**Task goal**
Below are entries; print them exactly from the first line through the one containing "Locate the cascading".

(Items listed in a dataset)

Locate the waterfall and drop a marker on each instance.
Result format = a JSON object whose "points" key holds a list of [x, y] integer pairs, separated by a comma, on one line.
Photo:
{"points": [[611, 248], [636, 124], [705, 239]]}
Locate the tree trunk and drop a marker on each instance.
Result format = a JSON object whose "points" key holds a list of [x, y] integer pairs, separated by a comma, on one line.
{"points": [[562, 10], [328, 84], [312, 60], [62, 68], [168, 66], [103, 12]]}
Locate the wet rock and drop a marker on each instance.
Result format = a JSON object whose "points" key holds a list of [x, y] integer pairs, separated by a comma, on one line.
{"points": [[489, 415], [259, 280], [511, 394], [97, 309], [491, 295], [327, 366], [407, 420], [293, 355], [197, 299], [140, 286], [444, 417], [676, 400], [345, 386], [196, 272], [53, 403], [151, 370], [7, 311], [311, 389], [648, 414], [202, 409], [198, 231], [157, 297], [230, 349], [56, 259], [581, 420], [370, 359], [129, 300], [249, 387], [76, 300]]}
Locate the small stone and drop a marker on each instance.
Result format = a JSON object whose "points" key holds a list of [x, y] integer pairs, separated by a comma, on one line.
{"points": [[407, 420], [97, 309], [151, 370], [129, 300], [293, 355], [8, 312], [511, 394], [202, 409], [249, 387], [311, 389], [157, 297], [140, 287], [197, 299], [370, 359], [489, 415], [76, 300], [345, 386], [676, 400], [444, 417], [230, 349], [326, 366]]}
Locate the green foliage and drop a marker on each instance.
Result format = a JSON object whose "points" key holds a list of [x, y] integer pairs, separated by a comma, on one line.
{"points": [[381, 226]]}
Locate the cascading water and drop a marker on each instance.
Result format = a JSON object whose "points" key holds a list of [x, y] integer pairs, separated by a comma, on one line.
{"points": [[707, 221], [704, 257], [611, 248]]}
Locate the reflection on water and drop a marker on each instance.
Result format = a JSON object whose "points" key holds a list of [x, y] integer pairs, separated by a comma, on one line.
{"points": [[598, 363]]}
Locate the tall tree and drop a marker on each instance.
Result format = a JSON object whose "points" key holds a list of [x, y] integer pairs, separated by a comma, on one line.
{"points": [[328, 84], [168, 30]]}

**Answer space**
Locate the waterfall and drop a marker on each instance.
Result format = a JSON object whose "points" key holds a list of [x, y] integer pairs, separated by a comma, on one line.
Photo:
{"points": [[611, 248], [636, 124], [705, 239]]}
Locate the tree trunk and drop a marker on each instance.
Result format = a JSON object whose "points" key holds a list of [x, y] integer pairs, separated by a comma, on one line.
{"points": [[562, 10], [328, 84], [312, 60], [62, 68], [168, 66], [103, 12]]}
Locate the wet rock and drop a marker on each instance.
Result format = a JSON object whose "points" key holds a list of [x, y] integer pairs, separated by a comma, on one line.
{"points": [[489, 415], [259, 280], [511, 394], [97, 309], [491, 295], [327, 366], [407, 420], [293, 355], [197, 299], [140, 286], [444, 417], [676, 400], [345, 386], [196, 272], [53, 403], [151, 370], [7, 311], [311, 389], [648, 414], [202, 409], [198, 231], [157, 297], [230, 349], [56, 259], [581, 420], [370, 359], [129, 300], [249, 387], [76, 300]]}
Locate the small stone and drop a marker on each instance.
Result format = a JSON object whose "points" key holds a list of [x, y] integer pairs, separated by a comma, on one line.
{"points": [[407, 420], [97, 309], [151, 370], [129, 300], [293, 355], [8, 312], [511, 394], [202, 409], [249, 387], [311, 389], [157, 297], [140, 287], [197, 299], [370, 359], [489, 415], [76, 300], [345, 386], [676, 400], [444, 417], [230, 349], [326, 366]]}
Locate the green foliage and drop a marker on each instance.
Result format = a JSON object whose "points" key holds a list of [x, y] integer pairs, separated by a comma, on one line.
{"points": [[381, 226]]}
Locate the cascading water and drop a marker on each instance.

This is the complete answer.